◆ Aim of the task: Reproduce the stretch of the infusion pump security text from "According to the report’s" through "of best practices." without changing a word.

◆ Supplied passage:
The news of vulnerabilities in wireless infusion pumps highlights the incredibly complex technical data environments HDO’s security staff must contend with. HDOs utilize numerous converging networks that handle personally identifiable patient information across coding, billing, and insurance systems; clinical care management; inventory and supply chain management; and supporting industries like pharmaceuticals and radiology. If improperly configured, these devices could easily serve as a gateway for cybercriminals to carry out an attack against a patient or gain access to an HDO’s broader networks.

According to the report’s executive summary, the use of these and other connected medical devices “can create significant cybersecurity risk,” which then opens the door to both operational and safety risks. In addition to the direct risk posed to the patient, HDOs also face:

  • Wider network access by threat actors;
  • Loss or corruption of patient health or organizational data;
  • Violating Health Insurance Portability and Accountability Act (HIPAA) through a breach of personal health information;
  • Losses or disruptions to other healthcare services; and/or,
  • The potential for significant reputational and revenue damage.

With that in mind, the National Institute of Standards and Technology (NIST) and the National Cybersecurity Center of Excellence (NCCoE) partnered with a number of industry vendors and integrators to create standards, providing HDOs with a series of best practices.

According to the publication, the guide is aimed at helping HDOs to:

  • “[R]educe cybersecurity risk, and potentially reduce impact to safety and operational risk, such as the loss of patient information or interference with the standard operation of a medical device”;
  • “[D]evelop and execute a defense-in-depth strategy that protects the enterprise with layers of security to avoid a single point of failure and provide strong support for availability”; and
  • “[I]mplement current cybersecurity standards and best practices, while maintaining the performance and usability of wireless infusion pumps.”

While directed at the healthcare industry, some of these best practices (such as the defense-in-depth strategy) are more broadly applicable. The free publication can be found at the NCCoE website.

◆ Exercise data:
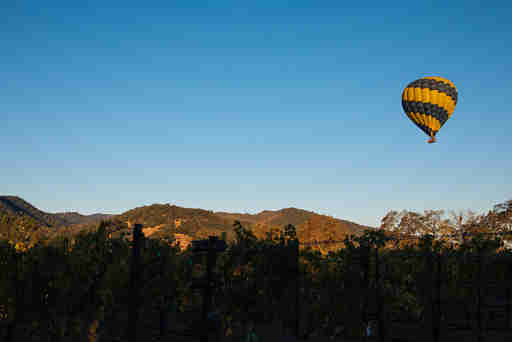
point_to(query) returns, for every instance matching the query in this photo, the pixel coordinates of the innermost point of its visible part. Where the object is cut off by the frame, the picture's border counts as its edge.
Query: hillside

◆ Solution for this exercise:
According to the report’s executive summary, the use of these and other connected medical devices “can create significant cybersecurity risk,” which then opens the door to both operational and safety risks. In addition to the direct risk posed to the patient, HDOs also face:

  • Wider network access by threat actors;
  • Loss or corruption of patient health or organizational data;
  • Violating Health Insurance Portability and Accountability Act (HIPAA) through a breach of personal health information;
  • Losses or disruptions to other healthcare services; and/or,
  • The potential for significant reputational and revenue damage.

With that in mind, the National Institute of Standards and Technology (NIST) and the National Cybersecurity Center of Excellence (NCCoE) partnered with a number of industry vendors and integrators to create standards, providing HDOs with a series of best practices.